Шестоднев

    «И был вечер, и было утро», он называет это «дненощие». И к тому же не назвал он «день и ночь», но то, что старше и важнее, назвал тем же именем. И во всем Писании ты найдешь такой обычай существующий: когда мы измеряем время, то считаем его днями, а не ночами с днями. Говорит и Давид: «Дни лет моих», а кроме того Иаков: «Дни жизни моей малы и несчастны» и еще: «Все дни жизни моей». И то, что здесь передано в форме рассказов, впоследствии стало основанием закона.

    «И был вечер, и было утро: день один». Почему же не сказал он «день первый», но «день один»? Хотя более подходящим было бы сказать ему, желавшему обозначить второй, третий и четвертый день, назвать так и тот день, который старше всех этих дней, то есть первый день. Но он не говорил так, а сказал «один день был». Он хочет сообщить меру дня и ночи, поэтому так говорит, соединяя время дня и ночи, так как 24 часа дня составляют один день. Так и когда происходят солнечные солнцевороты, то иногда ночь, иногда день бывает дольше, но однако их общая продолжительность составляет 24 часа. Так что можно было бы сказать, что 24 часа есть мера продолжительности дня. Таким днем и год измеряется. От небесного знака определенного дня начинается деньи, обойдя вокруг, в то же место к тому же знаку приходит. И сколько раз в этом мире бывают вечер и утро от того, что солнце заходит и восходит, столько раз солнце совершает свой обход за время, не большее, чем продолжительность одного дня.

■ ■ ■ ■

# Задание
Ответьте по отрывку на три вопроса:
1. Каким словом, по отрывку, он называет «вечер и утро»?
2. Сколько часов составляют один день?
3. Что, согласно отрывку, измеряется таким днем?
Следующие записи — самостоятельный материал, с отрывком они не связаны.

■ ■ ■ ■

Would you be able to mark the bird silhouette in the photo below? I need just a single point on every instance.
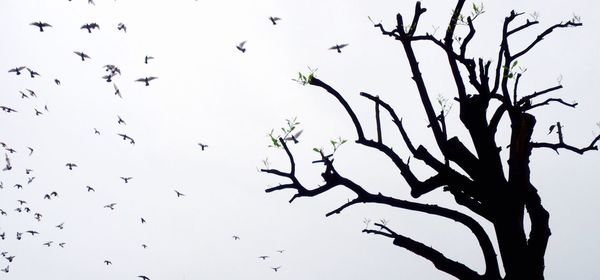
(274, 20)
(32, 73)
(202, 146)
(82, 55)
(17, 70)
(146, 80)
(117, 91)
(122, 26)
(338, 47)
(70, 165)
(90, 26)
(108, 78)
(110, 206)
(241, 47)
(8, 109)
(125, 137)
(41, 25)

■ ■ ■ ■

# Решение
1. «Дненощие».
2. 24 часа.
3. Год.